_Data for this task_.
>>>>>

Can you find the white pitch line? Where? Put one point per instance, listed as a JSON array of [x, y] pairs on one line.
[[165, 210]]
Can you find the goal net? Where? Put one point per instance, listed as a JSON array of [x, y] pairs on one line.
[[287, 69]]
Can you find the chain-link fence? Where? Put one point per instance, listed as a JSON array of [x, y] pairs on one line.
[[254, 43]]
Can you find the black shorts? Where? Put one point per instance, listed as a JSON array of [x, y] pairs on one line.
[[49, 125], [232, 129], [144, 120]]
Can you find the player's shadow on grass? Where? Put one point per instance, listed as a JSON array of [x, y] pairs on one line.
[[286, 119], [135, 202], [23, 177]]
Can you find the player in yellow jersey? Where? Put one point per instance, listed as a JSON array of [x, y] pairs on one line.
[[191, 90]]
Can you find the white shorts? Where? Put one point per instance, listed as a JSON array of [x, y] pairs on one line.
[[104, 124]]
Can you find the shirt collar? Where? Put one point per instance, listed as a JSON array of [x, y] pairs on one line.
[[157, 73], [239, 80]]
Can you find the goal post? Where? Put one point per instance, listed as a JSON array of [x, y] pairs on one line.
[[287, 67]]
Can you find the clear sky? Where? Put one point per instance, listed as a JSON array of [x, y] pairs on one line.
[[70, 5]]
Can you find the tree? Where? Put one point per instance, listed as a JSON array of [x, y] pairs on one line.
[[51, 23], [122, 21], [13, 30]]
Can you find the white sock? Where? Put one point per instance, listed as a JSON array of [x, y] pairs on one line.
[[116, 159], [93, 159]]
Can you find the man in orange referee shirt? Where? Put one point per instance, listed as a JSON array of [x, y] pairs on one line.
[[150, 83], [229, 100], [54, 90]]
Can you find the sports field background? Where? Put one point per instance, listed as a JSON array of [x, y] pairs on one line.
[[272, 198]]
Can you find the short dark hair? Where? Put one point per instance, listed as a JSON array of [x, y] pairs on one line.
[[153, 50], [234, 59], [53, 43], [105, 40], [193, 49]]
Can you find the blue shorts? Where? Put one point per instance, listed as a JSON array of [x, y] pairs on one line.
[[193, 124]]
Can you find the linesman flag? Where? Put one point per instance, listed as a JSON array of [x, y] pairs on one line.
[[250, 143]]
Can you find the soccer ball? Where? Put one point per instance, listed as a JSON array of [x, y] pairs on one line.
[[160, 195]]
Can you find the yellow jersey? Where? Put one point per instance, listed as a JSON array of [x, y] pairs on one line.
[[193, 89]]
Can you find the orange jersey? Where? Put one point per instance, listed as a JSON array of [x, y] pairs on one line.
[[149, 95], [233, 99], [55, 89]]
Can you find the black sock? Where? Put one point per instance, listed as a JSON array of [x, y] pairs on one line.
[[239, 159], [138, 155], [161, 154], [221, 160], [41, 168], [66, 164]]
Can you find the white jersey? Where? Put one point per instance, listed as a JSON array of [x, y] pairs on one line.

<<<<<

_Task description_.
Reproduce every line of the listing, starting at its beginning and ending at the line containing "[[272, 198]]", and add -100 to each x and y coordinate in the answers while leaving the other lines unchanged.

_Solution to this exercise_.
Can you find the white pitch line? Where? Put one point per instance, listed as a JSON array of [x, y] pairs on one line.
[[65, 110]]
Can you find the goal net? Where? Put one point per instance, listed as a JSON array of [x, y] pairs on one line.
[[187, -31]]
Can you find the chain-link fence? Where? Put one point per instance, listed as a JSON array of [x, y] pairs on one line.
[[154, -57]]
Can you find the black shorts? Where? Put one point per instance, listed as a JSON array of [x, y] pairs on one line.
[[-51, 25], [132, 29], [44, 20]]
Can you find the player's shadow on grass? Where? Put one point per instance, listed as a JSON array of [x, y] pairs on one line.
[[186, 19], [35, 102], [-77, 77]]
Can you find the player in yellow jersey? Where? Put one point per instance, listed as a JSON array of [x, y] pairs on one line.
[[91, -10]]
Can you find the white shorts? Where? Put one point per instance, listed as a JSON array of [x, y] pairs on one line.
[[4, 24]]
Can you find the shirt collar? Where? Put one point per instance, listed as a JSON array of [x, y] pairs on one line.
[[57, -27], [139, -20]]
Can you find the goal post? Where? Put one point per instance, listed as a JSON array of [x, y] pairs on one line.
[[187, -33]]
Can you find the clear sky? Where? Put one point per instance, listed as a JSON array of [x, y] pairs on one line.
[[-30, -95]]
Can you find the tree? Where? Put one point per instance, listed as a JSON array of [x, y] pairs on one line.
[[-49, -77], [22, -79], [-87, -70]]
Can you find the white sock? Where? Put one point per instance, listed as a JSON array of [x, y] pairs on one line.
[[16, 59], [-7, 59]]
Can you find the man in orange referee shirt? Where? Put one point per instance, listed as a JSON array of [x, y] pairs on one line.
[[50, -17], [129, 0], [-46, -10]]
Can you find the sports field background? Where? Put one point per instance, listed as a JSON array of [x, y] pairs on one line.
[[172, 98]]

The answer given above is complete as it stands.